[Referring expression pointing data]
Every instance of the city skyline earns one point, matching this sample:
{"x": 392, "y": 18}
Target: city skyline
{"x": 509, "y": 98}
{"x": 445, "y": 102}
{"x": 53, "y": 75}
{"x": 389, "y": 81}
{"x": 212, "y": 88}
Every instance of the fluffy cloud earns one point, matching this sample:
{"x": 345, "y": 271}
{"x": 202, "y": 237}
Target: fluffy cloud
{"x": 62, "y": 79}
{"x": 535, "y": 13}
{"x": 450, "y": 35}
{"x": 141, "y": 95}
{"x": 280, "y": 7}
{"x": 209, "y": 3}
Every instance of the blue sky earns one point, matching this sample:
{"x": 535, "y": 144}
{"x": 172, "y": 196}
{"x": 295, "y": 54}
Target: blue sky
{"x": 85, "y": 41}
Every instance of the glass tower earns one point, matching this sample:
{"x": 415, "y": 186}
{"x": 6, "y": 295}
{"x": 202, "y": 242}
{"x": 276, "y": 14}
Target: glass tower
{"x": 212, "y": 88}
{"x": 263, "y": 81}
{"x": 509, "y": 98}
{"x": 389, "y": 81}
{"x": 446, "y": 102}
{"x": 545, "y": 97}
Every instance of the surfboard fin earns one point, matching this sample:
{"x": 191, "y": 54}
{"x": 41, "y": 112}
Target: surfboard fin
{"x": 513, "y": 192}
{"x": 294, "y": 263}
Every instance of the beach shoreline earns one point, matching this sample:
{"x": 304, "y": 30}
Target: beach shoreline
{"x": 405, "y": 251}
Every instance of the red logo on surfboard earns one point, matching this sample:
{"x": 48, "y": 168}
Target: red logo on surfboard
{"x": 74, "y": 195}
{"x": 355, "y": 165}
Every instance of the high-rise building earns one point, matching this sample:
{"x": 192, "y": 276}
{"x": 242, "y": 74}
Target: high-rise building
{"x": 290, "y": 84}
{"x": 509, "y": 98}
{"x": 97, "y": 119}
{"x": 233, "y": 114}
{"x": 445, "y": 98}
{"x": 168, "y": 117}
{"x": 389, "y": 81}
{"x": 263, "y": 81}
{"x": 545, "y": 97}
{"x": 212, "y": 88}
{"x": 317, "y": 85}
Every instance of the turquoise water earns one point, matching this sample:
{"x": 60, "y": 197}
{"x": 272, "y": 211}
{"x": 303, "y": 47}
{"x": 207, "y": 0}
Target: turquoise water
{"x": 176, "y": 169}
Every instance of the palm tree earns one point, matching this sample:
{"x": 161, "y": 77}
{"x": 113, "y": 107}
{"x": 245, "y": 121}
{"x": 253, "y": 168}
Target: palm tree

» **Instructions to follow**: Could you output every record above exactly as written?

» **Response to this task**:
Every instance of the city skyline earns one point, matching this sample:
{"x": 392, "y": 18}
Target: city skyline
{"x": 509, "y": 98}
{"x": 445, "y": 102}
{"x": 53, "y": 75}
{"x": 389, "y": 81}
{"x": 212, "y": 88}
Every instance of the fluffy cloud earns one point, matching this sample:
{"x": 345, "y": 271}
{"x": 202, "y": 237}
Target: fluffy cloud
{"x": 62, "y": 79}
{"x": 535, "y": 13}
{"x": 450, "y": 35}
{"x": 141, "y": 95}
{"x": 280, "y": 7}
{"x": 209, "y": 3}
Every instance of the blue sky earns one point, matching this sample:
{"x": 535, "y": 144}
{"x": 172, "y": 196}
{"x": 295, "y": 54}
Target: blue sky
{"x": 85, "y": 41}
Every instance of the glass tower earns one point, matching this sample:
{"x": 415, "y": 186}
{"x": 6, "y": 295}
{"x": 202, "y": 242}
{"x": 276, "y": 14}
Target: glass tower
{"x": 212, "y": 88}
{"x": 263, "y": 81}
{"x": 509, "y": 98}
{"x": 389, "y": 81}
{"x": 446, "y": 102}
{"x": 545, "y": 97}
Every instance of the surfboard fin earns one point, matching this sample:
{"x": 191, "y": 54}
{"x": 41, "y": 112}
Target: surfboard fin
{"x": 513, "y": 192}
{"x": 294, "y": 263}
Every instance of the beach shoreline earns one point, matching this sample:
{"x": 304, "y": 30}
Target: beach shoreline
{"x": 405, "y": 251}
Every instance of the red logo on surfboard earns one point, matching this sample:
{"x": 48, "y": 168}
Target: red logo on surfboard
{"x": 74, "y": 195}
{"x": 355, "y": 165}
Every instance of the high-rise building earns one point, matching this sample:
{"x": 192, "y": 276}
{"x": 242, "y": 74}
Target: high-rise building
{"x": 290, "y": 84}
{"x": 509, "y": 98}
{"x": 97, "y": 119}
{"x": 233, "y": 114}
{"x": 445, "y": 98}
{"x": 168, "y": 117}
{"x": 389, "y": 81}
{"x": 263, "y": 81}
{"x": 545, "y": 97}
{"x": 212, "y": 88}
{"x": 317, "y": 85}
Every instance of the turquoise water earns one point, matching this sample:
{"x": 60, "y": 197}
{"x": 272, "y": 211}
{"x": 303, "y": 47}
{"x": 207, "y": 0}
Target: turquoise water
{"x": 176, "y": 169}
Every instance of the palm tree earns one point, matching this sample:
{"x": 161, "y": 77}
{"x": 113, "y": 107}
{"x": 245, "y": 121}
{"x": 253, "y": 168}
Target: palm tree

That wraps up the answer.